▸ **Provided text**
• • •
There are several theories about how the pool was formed. An old, yet popular theory claims that the lake was created during a "sinking of the land" in a massive earthquake, but has since been rejected as downright bizarre. Recently, a paper written at Cardiff University claims that before the spreading of the sand dunes, the River Kenfig flowed southward, its natural mouth being near Sker Rocks at the south end of Kenfig beach, and that the pool was a remainder of this.
A more likely theory, put forward by researchers in collaboration with the Kenfig Society, also says how the lake was formed. The western boundary of the borough of Kenfig was marked by a stream called the Blaklaak. Although it had by then been covered by the sands, a document dating from 1360 states that it had flowed from the "southern water of Kenfig" (Kenfig Pool) to the "northern water" (most likely the River Kenfig). The Blaklaak was undoubtedly an outlet stream of the lake, which local lore claims is fed by seven springs, although by now these would most likely have dried up.

==Legend==
Like the whole area of Kenfig, myth and mystery surround Kenfig Pool. According to local legend, the lake is bottomless and fed by seven springs. Unwary people who travel into the lake would be caught up in a whirlpool which would drag them to their death.

The most significant, and most believed, legend tells that a city lay beneath the water. When historian Rhys Merrick visited during the time of Elizabeth I, and enquired about a lost medieval town in the vicinity, some told him (correctly) that it lay near the castle, but others said it had "sinked and become a great mere" - Kenfig Pool. The story goes that a vast and prosperous city lay beneath the lake. Once, as the daughter of the local lord was searching for a husband, a man won her heart. However, her father would not let them be married because he was so poor, and not of noble birth. The man left the town to seek his fortune, and returned months later. The lord's steward was also passing that day laden with the silver and gold collected from the villagers. The young man leapt out from a bush, killed him and took the money. He then went on to marry the lord's daughter, without anyone connecting his newfound wealth with the murder.

On the night of the wedding, a wind blew through the town, screaming that "vengeance will come" in the "ninth generation". Life carried on regardless, until a baby was born of the ninth generation (the great-great-great-great-great-great-grandson of the murderer and the lord's daughter). That night, a similar wind blew through the city, crying "vengeance is come!". In the morning, when the country folk rushed to Kenfig, they found nothing left of the city, and a huge lake in its place. Three chimneys stood in the middle of the lake, belching noxious fumes. To this day, they are said to reappear before a storm in which seafarers will die in the local area. Others say that the bell of the church can sometimes be heard tolling sadly under the lake. Fisherman are said to have had their lines broken by the city's walls, and stories are told of one landowner who died when his horse tripped on such a wall, sending him to his doom in the lake. Legend says that swimmers should not to swim in the southwest of the lake, where the so-called Black Gutter lies.
• • •
▸ **What the task asks**
In the Kenfig Pool text, put this sentence into Spanish: "According to local legend, the lake is bottomless and fed by seven springs." The lines after this text come from a different source.

▸ **Records**
• • •
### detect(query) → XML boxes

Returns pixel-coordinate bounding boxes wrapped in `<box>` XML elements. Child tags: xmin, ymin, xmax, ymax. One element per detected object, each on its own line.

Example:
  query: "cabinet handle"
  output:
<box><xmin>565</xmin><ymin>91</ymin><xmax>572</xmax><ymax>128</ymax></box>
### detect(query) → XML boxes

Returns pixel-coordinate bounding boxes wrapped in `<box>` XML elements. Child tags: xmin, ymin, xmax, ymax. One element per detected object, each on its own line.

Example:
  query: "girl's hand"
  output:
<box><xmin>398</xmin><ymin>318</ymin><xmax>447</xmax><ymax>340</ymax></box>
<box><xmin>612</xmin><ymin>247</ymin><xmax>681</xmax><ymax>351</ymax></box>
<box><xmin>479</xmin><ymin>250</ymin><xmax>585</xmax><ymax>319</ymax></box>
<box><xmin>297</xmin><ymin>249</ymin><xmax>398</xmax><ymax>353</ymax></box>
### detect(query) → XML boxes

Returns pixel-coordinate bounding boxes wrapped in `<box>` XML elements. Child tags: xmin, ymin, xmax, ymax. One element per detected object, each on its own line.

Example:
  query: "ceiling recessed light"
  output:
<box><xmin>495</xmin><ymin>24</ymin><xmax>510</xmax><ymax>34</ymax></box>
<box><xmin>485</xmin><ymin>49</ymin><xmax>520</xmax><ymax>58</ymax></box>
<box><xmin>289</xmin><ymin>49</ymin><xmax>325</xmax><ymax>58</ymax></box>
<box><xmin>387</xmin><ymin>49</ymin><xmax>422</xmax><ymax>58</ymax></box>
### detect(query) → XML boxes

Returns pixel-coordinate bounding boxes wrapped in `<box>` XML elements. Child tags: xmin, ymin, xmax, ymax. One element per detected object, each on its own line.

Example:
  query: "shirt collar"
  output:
• • •
▸ **Solved problem**
Según la leyenda local, el lago no tiene fondo y se alimenta de siete manantiales.